As for the non-Avar bloc, its integrity was jeopardised by collisions between
Dargin, Kumyk and Lak traditionalists.
Initially, representatives of non-Avar ethnic groups took the lead in
the race for the Muftiyat. In
early 1989 Kumyks promoted their candidate
to the post of Dagestani Muftii. Several months later Babatov was
replaced by Abdulla Aligadzgiev, a protégé
of the Dargin ulema.
In January 1990 the Kumyks
fought back: Kumyk Bagauddin Isayev
became the next
Muftii of Dagestan. However, the religious leadership of Kumyks and
Dargins was short-lived. From
late 1990 the Avar ‘young Imams’ intensified their campaign
for the restoration of Avar domination within the Islamic officialdom. It
is significant that in order to avoid association with the old, Soviet-era
Islamic establishment, they stressed their allegedly democratic image. In
particular, they established co-operation with the
Islamic Democratic Party (the IDP),
led by Abdurashid Saidov.
In February 1992 Avars resumed
their control over the Muftiyat through the ‘election’ of Avar Muftii
Sayid Akhmed Darbishgadzhiyev. In spite of the democratic image of the new
Muftii he failed to gain the support of the majority of non-Avar clerics. Their
response was the formation of three other ethnic Muftiyats which claimed to
represent Muslims of Kumyk, Dargin
and Lak ethnicity. Faced with growing
alienation within the non-Avar Islamic
community, the Avar leadership of the DUMD abandoned its
pro-democracy stance, broke its relations with the IDP
and turned to the Government for support.
The change of political
orientation of the DUMD was accompanied by the regrouping of forces among Avar
traditionalists. By 1994 it was clear that Avar shaykh
Said-Aitseev (Chirkeevskii) had outplayed his rivals both among the tariqatists
and ulema and had asserted his control over the DUMD. The new Muftii Magomed
Darbishev was a protégé of Said-afandi
and an obedient orchestrator of his will. Darbishev’s successors
Seyid Muhammad Abubakarov
(Avar, 1996-1998) and Ahmad –khadzhi
Abdulaev (Avar, 1998- ) were similarly close
to Said-afendi. During the period of their administration Said-afandi’s murids
(disciples), especially from Gumbetovskii raion, the homeland of Said-afendi, were appointed to the top posts
within the DUMD.
Parallel to the establishment of his
religious supremacy shaykh Said-afendi
has increased his influence in other spheres of public life. His
followers or sympathisers have also penetrated the political structures.
Said-afandi’s approval has
become crucial for many Dagestani
politicians and businessmen. His growing authority
forced some of his former opponents to seek his favour. For example, Said-afandi’sparty
included Kumyk shaykh Arslanali
Gamzatov and Dargin shaykh
Abdulwahid Kakamakhinskii. Similarly, Said-afendi’s rivals among the Avar
traditionalists, shaykhs Tadzhuddin
Khasavyurtovskii and Idris-khadzhi Israphilov, joined the opposition camp led by
Kumyk shaykhs Muhammad Mukhtar
Kakhulayskii and Ilyas-khadzhi and Dargin traditionalists Muhammad
Amin, Magomed-hadzhi and Abdulla-khadzhi Aligadzhiev.

> Work instructions:
1. Please extract the part of the passage on Dagestan's Muftiyat that begins at the words "Parallel to the" and stops after the words "the political structures.".
2. In one to three sentences, explain why the Avar 'young Imams' stressed a democratic image, according to the passage on Dagestan's Muftiyat.

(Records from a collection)
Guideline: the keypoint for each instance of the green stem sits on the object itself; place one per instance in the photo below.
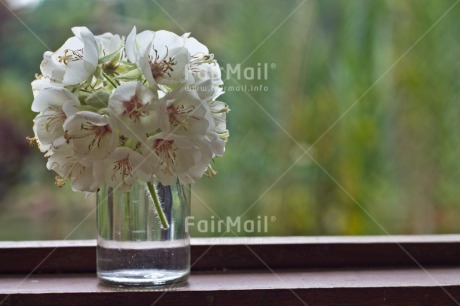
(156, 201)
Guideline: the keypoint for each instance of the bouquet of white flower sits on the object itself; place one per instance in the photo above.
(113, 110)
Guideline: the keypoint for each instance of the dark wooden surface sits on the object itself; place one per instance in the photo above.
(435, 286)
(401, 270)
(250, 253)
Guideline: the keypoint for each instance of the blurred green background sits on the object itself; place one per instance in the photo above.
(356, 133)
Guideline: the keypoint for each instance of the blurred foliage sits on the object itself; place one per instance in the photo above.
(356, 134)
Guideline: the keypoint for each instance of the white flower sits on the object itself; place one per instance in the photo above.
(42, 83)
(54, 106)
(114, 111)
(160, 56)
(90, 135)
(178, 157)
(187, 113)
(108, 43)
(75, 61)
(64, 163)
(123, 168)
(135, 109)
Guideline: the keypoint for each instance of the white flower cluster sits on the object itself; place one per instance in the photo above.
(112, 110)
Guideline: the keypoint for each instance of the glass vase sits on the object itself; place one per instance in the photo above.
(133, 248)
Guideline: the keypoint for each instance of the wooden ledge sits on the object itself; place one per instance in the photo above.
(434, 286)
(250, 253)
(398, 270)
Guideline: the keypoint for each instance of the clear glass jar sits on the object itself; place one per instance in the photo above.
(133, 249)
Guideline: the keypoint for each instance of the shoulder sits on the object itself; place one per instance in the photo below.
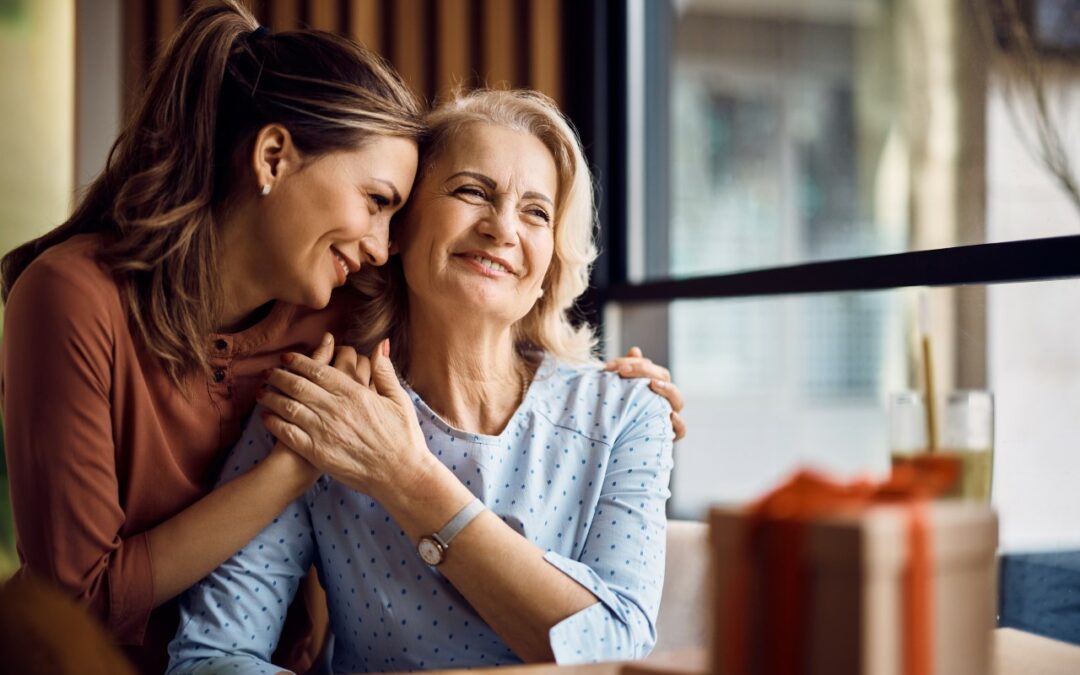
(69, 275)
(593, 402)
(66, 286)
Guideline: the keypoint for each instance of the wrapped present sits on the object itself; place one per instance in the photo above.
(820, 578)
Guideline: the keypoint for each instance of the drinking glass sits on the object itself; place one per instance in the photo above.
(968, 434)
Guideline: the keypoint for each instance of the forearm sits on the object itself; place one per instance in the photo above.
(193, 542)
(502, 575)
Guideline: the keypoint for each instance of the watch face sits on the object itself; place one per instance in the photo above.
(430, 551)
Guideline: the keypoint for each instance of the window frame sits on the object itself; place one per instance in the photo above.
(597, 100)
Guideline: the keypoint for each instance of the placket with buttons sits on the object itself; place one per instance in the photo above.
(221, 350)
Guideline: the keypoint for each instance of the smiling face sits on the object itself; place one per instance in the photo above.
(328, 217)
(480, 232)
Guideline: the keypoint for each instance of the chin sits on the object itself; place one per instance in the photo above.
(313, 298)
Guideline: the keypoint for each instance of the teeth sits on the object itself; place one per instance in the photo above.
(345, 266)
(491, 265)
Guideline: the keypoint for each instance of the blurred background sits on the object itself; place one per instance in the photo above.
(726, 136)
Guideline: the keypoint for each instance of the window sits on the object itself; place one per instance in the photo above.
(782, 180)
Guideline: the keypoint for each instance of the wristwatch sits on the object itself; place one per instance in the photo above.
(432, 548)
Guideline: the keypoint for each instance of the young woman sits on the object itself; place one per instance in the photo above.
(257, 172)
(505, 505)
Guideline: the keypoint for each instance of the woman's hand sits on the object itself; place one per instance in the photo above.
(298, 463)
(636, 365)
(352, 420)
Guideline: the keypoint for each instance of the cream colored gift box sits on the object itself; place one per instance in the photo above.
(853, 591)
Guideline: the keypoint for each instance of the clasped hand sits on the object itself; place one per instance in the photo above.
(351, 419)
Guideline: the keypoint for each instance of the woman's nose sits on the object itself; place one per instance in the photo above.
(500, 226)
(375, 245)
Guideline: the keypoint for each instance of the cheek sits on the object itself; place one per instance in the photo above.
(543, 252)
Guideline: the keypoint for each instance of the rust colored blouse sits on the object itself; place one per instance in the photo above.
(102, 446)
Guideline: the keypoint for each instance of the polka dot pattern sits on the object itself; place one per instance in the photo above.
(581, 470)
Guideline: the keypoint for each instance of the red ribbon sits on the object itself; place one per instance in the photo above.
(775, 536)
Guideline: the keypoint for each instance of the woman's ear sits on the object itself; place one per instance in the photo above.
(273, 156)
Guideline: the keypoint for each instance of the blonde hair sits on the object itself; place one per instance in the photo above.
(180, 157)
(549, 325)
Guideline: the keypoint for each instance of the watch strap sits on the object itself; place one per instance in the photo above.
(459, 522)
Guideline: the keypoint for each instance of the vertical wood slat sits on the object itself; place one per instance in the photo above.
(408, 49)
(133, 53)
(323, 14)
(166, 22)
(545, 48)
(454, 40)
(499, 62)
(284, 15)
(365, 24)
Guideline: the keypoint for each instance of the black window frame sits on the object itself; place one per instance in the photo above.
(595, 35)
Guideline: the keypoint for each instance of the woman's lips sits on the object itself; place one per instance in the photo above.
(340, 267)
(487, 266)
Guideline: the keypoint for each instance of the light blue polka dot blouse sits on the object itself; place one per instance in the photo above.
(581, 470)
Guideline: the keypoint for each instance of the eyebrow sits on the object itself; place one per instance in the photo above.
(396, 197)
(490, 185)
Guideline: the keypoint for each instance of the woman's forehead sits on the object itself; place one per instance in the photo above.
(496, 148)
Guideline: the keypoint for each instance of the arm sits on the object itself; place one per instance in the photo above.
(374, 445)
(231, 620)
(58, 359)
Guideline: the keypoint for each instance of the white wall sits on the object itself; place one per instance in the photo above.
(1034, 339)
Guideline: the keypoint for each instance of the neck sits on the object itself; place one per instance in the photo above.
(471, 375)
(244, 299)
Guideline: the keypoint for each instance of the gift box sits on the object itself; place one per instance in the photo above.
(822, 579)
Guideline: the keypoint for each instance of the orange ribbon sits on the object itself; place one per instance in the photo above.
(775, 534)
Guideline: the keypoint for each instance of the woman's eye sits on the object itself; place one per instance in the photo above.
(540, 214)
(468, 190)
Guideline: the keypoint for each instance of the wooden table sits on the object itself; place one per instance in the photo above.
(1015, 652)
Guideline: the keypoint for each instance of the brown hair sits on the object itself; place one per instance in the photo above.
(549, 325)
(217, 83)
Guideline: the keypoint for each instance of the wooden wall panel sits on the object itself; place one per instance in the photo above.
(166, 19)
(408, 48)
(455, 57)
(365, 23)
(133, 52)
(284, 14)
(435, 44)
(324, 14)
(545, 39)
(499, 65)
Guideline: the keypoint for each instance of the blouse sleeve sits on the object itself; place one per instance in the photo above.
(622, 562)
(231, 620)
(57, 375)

* * *

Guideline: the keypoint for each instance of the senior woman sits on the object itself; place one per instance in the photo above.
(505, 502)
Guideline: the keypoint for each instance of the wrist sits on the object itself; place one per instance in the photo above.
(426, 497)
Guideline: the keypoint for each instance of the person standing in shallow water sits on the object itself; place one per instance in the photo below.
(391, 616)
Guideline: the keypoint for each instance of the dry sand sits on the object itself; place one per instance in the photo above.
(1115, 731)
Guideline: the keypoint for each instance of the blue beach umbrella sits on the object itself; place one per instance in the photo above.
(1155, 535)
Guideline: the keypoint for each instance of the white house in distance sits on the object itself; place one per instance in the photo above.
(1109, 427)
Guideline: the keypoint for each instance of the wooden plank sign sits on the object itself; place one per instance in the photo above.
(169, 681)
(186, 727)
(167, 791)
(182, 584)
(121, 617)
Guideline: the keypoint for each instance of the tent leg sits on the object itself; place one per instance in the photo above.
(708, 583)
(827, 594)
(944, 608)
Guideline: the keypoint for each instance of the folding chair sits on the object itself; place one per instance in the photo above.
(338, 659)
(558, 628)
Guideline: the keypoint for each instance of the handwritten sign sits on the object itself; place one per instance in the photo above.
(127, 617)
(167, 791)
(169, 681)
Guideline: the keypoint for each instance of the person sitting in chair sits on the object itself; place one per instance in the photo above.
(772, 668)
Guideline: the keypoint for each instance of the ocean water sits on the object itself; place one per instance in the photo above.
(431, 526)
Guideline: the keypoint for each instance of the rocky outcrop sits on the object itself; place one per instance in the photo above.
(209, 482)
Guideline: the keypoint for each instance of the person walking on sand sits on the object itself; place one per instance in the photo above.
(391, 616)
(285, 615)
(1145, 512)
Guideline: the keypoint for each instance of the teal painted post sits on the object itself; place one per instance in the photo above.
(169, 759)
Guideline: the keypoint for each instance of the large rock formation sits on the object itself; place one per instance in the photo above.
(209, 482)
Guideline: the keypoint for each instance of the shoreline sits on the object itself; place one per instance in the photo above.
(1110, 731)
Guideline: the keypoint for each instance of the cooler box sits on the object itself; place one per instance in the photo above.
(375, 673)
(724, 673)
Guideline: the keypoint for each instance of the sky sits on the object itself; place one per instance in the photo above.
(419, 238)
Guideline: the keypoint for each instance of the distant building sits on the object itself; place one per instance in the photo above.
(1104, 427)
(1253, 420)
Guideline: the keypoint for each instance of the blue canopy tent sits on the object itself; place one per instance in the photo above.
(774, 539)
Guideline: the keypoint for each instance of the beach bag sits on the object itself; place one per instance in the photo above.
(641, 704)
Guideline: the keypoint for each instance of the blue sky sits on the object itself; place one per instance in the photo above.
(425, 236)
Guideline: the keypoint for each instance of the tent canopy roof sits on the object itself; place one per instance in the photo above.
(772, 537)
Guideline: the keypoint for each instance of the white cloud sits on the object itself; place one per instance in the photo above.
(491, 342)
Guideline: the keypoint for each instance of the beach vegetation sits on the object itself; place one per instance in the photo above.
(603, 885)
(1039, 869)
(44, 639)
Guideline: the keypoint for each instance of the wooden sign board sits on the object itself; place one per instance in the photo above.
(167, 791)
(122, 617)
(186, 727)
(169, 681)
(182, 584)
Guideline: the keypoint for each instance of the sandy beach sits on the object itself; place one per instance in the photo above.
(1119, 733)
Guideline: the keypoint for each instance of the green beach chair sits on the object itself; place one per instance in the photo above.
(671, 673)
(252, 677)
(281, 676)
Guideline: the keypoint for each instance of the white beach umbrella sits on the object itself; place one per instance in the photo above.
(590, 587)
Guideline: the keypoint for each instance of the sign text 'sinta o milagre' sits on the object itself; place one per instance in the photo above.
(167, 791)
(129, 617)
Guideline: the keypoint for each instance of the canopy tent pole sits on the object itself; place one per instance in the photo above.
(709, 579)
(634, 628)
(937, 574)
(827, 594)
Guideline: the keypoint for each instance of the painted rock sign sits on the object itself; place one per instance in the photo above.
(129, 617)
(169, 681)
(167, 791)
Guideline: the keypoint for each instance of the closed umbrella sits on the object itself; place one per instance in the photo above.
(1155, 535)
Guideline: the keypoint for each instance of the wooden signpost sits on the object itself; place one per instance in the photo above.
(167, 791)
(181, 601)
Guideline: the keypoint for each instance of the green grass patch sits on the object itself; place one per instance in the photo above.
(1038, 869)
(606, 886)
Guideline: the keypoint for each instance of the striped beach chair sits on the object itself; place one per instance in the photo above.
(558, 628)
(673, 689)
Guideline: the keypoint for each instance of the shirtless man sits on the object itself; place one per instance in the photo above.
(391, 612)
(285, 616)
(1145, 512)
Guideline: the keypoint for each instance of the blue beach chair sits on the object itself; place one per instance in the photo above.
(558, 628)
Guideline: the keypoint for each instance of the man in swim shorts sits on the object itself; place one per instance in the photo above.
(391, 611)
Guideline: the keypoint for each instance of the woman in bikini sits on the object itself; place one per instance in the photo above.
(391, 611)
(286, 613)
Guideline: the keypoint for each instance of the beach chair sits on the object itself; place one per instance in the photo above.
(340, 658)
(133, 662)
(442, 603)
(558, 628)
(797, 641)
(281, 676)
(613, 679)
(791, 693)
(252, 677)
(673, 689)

> Solutions in order:
1.
Parallel to the establishment of his
religious supremacy shaykh Said-afendi
has increased his influence in other spheres of public life. His
followers or sympathisers have also penetrated the political structures.

2. They stressed their allegedly democratic image to avoid association with the old, Soviet-era Islamic establishment. As part of this, they established co-operation with the Islamic Democratic Party, led by Abdurashid Saidov.